* STATED TASK 1: Decide whether each statement below agrees with the church audio discussion, and answer yes or no for each, quoting the words of the text that decide it. (a) The poster is considering buying a $99 Shure SM58. (b) The built-in compressor solves the problem of uneven volume levels. (c) The reply advises using high-pass filters on all of the handheld mics.
* STATED TASK 2: Reproduce word for word the part of the church audio discussion between "4. Audience noise" and "quality will suck.", inclusive.
[Begin PAGE]
3. Regardless of who's giving the message, I'm always dealing with someone who likes to go from shout to whisper and back again with no fair warning. And regardless of how loud they choose to be at any given moment, most of them like to go from speaking into the mic from a few steps back to rubbing their lips on it. Volume levels are all over the place!

4. Audience noise is often picked up. We often have babies crying and the noise of people simply moving around getting picked up (the room is not designed with audio considerations). I realize this can be fixed with a simple cardiod pickup pattern as opposed to an omnidirectional pattern, but then the pastor won't be picked up at all when he takes several steps away from pulpit (which is not a rare occasion). With the omnidirectional, I can at least capture his voice within the recording when he steps far away from the pulpit, albeit the quality will suck.

5. I am recording the service and amplifying it within the church simultaneously. Many times the differences in loudness levels mentioned above will be quite tolerable within the room itself, but I'll get either terrible signal-to-noise pickup in my recording DAW or blaring levels with overkill amplification. The built-in compressor doesn't solve the problem--although it can help in some areas, it can hurt in others by making the noise floor more audible.

There are probably more issues I'm dealing with, but that's the bulk of it for now. I know that professionals who are being recorded, such as musicians, actors, news anchors, etc., know proper microphone etiquette, and that alone eliminates tons of potential problems in-itself, but those aren't the conditions here. So, I'm thinking of going with the $99 SHURE SM58. From what you're saying, I'm guessing it will at least eliminate #1 on my list (the internal noise from physically being handled with hands or vibrations).

With the AKG CK31, can you simply screw it on top of the SHURE SM58 in order to alter the pickup pattern? Looking at photos of it, it appears to be an accessory to a mic, rather than the fundamental.

And how do you handle #3 on my list (the wide range of volume levels)? Is this something that the mic is responsible for, or the other gear within the recording chain?

Thanks again!!

dvdhawk Tue, 06/05/2012 - 18:21

I can sympathize with you on all counts.

#1. Most churches I've worked in have a raised platform, which is usually hollow and resonant enough to amplify every footstep. It's audible without amplification, but even worse once it vibrates up through a mic stand. - Two things that will help. 1A) If the mic stand rattles and you can hear the inner pipe rattling inside the outer pipe, it usually means the inner pipe doesn't have a cap to prevent the rattle. If you disassemble the clutch and pull the inner pipe out and find there's no plastic cap - a few wraps of electrical tape until it's just shy of the ID of the outer pipe will provide enough of a cushion to keep the two pipes from banging into one another. And 1B) If your mixer has a high-pass (low-cut) filter on the channels use them on all of the handheld mics. The only content below 100Hz (or whatever it might be preset to) is unwanted rumble and noise. When I do an installation we engage the high-pass (low-cut) filters on every channel except those that need real bass presense, such as a bass drum, bass guitar, electronic keyboard, CD/Computer playback of pre-recorded tracks, etc.
[End PAGE]
[Begin ITEMS]
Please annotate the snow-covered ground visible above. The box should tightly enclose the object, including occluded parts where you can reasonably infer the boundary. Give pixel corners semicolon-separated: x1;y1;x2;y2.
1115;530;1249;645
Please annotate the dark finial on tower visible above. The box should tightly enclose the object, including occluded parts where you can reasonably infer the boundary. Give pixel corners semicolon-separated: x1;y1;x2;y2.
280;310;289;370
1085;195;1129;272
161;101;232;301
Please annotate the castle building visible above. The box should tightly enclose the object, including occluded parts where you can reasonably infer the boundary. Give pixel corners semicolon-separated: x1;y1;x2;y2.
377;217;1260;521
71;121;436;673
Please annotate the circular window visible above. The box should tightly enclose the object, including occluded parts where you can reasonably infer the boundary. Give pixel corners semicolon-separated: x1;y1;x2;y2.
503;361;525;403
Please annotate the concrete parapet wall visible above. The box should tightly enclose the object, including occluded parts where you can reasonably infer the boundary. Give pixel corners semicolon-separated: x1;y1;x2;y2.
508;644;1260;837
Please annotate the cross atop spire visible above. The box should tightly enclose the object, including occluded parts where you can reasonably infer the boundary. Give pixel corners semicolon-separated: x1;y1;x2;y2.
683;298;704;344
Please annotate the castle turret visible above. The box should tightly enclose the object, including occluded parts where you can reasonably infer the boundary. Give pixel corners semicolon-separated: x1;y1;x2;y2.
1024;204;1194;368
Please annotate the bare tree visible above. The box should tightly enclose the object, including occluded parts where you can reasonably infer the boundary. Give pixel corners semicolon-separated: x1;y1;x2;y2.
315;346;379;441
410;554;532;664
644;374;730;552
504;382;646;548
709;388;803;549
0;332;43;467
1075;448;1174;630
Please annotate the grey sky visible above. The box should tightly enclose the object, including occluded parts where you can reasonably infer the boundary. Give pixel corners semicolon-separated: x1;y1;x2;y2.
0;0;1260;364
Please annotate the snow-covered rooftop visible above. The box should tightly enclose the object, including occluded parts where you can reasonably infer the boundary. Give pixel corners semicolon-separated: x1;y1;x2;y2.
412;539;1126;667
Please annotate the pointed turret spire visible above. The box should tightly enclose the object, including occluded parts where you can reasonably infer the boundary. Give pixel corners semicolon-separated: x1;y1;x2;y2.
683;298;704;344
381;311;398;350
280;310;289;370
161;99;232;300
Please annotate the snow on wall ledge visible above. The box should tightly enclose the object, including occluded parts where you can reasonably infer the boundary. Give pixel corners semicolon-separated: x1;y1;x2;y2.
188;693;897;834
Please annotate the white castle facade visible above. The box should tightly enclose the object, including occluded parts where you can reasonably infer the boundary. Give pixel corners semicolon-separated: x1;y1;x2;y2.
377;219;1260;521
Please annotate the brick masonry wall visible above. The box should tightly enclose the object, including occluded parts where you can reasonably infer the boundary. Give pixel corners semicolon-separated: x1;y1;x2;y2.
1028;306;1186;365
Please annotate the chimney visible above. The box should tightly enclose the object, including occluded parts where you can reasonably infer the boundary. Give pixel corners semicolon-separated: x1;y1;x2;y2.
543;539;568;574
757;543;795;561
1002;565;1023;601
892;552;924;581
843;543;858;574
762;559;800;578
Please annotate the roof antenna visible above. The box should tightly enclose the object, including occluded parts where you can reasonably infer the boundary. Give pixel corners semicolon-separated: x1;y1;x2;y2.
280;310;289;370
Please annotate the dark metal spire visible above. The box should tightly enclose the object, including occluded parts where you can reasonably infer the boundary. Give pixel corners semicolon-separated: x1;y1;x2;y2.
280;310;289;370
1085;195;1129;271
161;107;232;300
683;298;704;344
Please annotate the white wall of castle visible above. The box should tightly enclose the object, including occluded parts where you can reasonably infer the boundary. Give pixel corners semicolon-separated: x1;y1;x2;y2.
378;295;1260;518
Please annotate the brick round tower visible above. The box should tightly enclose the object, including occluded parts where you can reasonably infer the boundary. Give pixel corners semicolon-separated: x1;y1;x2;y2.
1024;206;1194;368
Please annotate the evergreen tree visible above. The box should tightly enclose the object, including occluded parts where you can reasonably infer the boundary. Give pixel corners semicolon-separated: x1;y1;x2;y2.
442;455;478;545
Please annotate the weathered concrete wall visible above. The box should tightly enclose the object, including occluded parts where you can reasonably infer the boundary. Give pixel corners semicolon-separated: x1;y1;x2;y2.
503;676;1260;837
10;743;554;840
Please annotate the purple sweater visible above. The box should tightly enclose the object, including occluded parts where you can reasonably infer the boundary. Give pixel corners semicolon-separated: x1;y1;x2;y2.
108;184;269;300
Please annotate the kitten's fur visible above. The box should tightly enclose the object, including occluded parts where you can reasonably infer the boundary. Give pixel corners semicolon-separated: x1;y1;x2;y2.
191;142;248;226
[End ITEMS]
* WRITTEN SOLUTION 1:
(a) Yes: "So, I'm thinking of going with the $99 SHURE SM58."
(b) No: "The built-in compressor doesn't solve the problem"
(c) Yes: "If your mixer has a high-pass (low-cut) filter on the channels use them on all of the handheld mics."

* WRITTEN SOLUTION 2:
4. Audience noise is often picked up. We often have babies crying and the noise of people simply moving around getting picked up (the room is not designed with audio considerations). I realize this can be fixed with a simple cardiod pickup pattern as opposed to an omnidirectional pattern, but then the pastor won't be picked up at all when he takes several steps away from pulpit (which is not a rare occasion). With the omnidirectional, I can at least capture his voice within the recording when he steps far away from the pulpit, albeit the quality will suck.